=== Supplied passage ===
-------------------------
Last Friday night Louise Mensch – New York’s Sun on Sunday columnist, inveterate Twitterer, blogger, and occasional guest on Have I Got News For You, had an embarrassing incident involving a sewer, a screenshot, and a search mistake, detailed in part 1.
Mensch then took less than 24 hours to write a long blog of recycled smears and rage about Jeremy Corbyn on the Saturday night after her Twitter fail: part 2 is here.
The third part of this debunk deals with Mensch’s assertion that if out of the thousands of people Corbyn has met in the course of his work as an MP, even two are anti-Semitic, Corbyn must himself be tainted by association with those two and needs to explain himself.
In effect, when you think about the numbers involved, this kind of smear answers itself. As Owen Jones notes in the Guardian today:
The Labour leadership frontrunner, Jeremy Corbyn, has been a long-term supporter of the Palestinian justice movement. He could not possibly have known the personal backgrounds of every individual who has joined him at the many rallies he has attended over the years. Some of these people were antisemitic. And while the vast majority of people involved in the movement are – like myself – driven by a passionate support for self-determination, there is a minority that indulges antisemitic tropes. These ideas have to be defeated.
The two people Corbyn is accused of being connected with: Dyab Abou Jahjah and Stephen Sizer.
Stephen Sizer is the vicar of Christ Church, Virginia Water, in Surrey. He has a blog, but it’s currently by invitation-only: I’ve never read it.
Stephen Sizer is a conservative evangelical Anglican: he’s attended the Global Anglican Future Conference (GAFCON) in 2008 and 2013, and was one of the first to sign the 2008 Jerusalem Declaration. He is a member of Reform and of the Church Society. He opposes same-sex marriage, the ordination of women priests and the consecration of women bishops. He is also a consistent and long-standing opponent of Christian Zionism. His first book, published in 2004, was Christian Zionism: Road Map to Armageddon. (Video presentation by Sizer here.)
In an otherwise critical review of the book, Calvin L. Smith, the Principal of King’s Evangelical Divinity School, acknowledges:
He also highlights some of the dangers of an “Israel right or wrong” mentality which some Christians hold. (Even many Jews do not take this position.) Other valid points Sizer makes are how at times dispensationalism is theologically arbitrary, the extreme nature of what he calls “political dispensationalism”, the very real theological pitfalls of seeking to read every piece of news and current affairs through the spectacles of biblical prophecy, and the desire by some pro-Israel Christians to offer God a `helping hand’ in seeing those prophecies fulfilled. God does not need our help to fulfil His own prophecies, but Sizer manages to highlight how some Christian leaders think in precisely these terms, especially in the U.S., where they engage in political lobbying to bring pressure to bear on government policy so as to fulfil biblical prophecy on God’s behalf.
-------------------------
=== Given task 1 ===
Reproduce the passage on Louise Mensch and Jeremy Corbyn word for word, starting at "Stephen Sizer is the" and ending at "by Sizer here.)".
=== Given task 2 ===
Resume the passage on Louise Mensch and Jeremy Corbyn, picking up right after its final sentence.

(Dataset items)
-------------------------
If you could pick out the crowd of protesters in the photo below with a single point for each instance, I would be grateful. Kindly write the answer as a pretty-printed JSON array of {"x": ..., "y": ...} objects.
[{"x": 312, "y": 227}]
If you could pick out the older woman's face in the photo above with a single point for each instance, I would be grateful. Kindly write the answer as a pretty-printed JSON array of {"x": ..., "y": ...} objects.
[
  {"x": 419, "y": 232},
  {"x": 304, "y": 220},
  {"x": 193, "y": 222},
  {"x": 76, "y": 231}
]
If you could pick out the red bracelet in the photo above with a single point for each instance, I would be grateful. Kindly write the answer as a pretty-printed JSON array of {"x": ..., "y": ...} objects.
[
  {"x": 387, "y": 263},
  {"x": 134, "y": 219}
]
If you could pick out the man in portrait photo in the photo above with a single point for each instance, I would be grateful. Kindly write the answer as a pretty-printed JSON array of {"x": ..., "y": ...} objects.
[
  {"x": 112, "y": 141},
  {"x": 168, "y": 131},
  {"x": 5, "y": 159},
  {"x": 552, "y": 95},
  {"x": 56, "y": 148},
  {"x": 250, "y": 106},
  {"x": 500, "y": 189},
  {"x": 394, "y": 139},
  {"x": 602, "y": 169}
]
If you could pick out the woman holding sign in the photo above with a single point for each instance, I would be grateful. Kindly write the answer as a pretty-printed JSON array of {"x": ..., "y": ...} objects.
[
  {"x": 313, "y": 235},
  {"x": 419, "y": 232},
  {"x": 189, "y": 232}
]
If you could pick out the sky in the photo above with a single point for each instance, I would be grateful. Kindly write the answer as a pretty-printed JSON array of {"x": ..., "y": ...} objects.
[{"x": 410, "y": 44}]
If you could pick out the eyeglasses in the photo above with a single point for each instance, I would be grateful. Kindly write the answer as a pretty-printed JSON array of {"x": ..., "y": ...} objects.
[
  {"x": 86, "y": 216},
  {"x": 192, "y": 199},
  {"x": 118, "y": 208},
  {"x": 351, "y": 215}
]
-------------------------
=== Exercise result 1 ===
Stephen Sizer is the vicar of Christ Church, Virginia Water, in Surrey. He has a blog, but it’s currently by invitation-only: I’ve never read it.
Stephen Sizer is a conservative evangelical Anglican: he’s attended the Global Anglican Future Conference (GAFCON) in 2008 and 2013, and was one of the first to sign the 2008 Jerusalem Declaration. He is a member of Reform and of the Church Society. He opposes same-sex marriage, the ordination of women priests and the consecration of women bishops. He is also a consistent and long-standing opponent of Christian Zionism. His first book, published in 2004, was Christian Zionism: Road Map to Armageddon. (Video presentation by Sizer here.)

=== Exercise result 2 ===
Christian Zionism is the belief of some Christians in “Bible prophecy” foretelling the return of the Jews to the Holy Land as a prerequisite for the Second Coming of Jesus: it is a part of the dispensationalist interpretation of the Bible. Dispensational Christians believe that the establishment of the State of Israel in 1948 is in accordance with “the prophecies of the Bible” – a mixed-up set of texts taken from parts of the Bible as far apart as the Book of Daniel and Revelations: the belief that we are living in premillenial times, that human history unfolds according to the will of God as prophecied in the Bible, that the Antichrist will rise and establish a world government, and – probably the best known belief of the dispensationalists – they believe in the Rapture and the End Times. (“CBNNews: Is the world close to Armageddon?” CBN News is the Christian Broadcasting Network network and production company, founded by dispensationalist televangelist Pat Robertson in 1961.)
This set of Christian beliefs is rare outside the US, but quite common among white evangelical Christians in America: Billy Graham, Pat Robertson, Jerry Falwell, John Hagee: all believers in dispensationalism. Why this should be, and how dispensational Christianity has become entangled with white right-wing politics in the US, you can read in this review of Matthew Avery Sutton‘s 2014 book, American Apocalypse: A History of Modern Evangelicalism or this excerpt from Sarah Posner‘s 2008 book, God’s Profits: Faith, Fraud, and the Republican Crusade for Values Voters.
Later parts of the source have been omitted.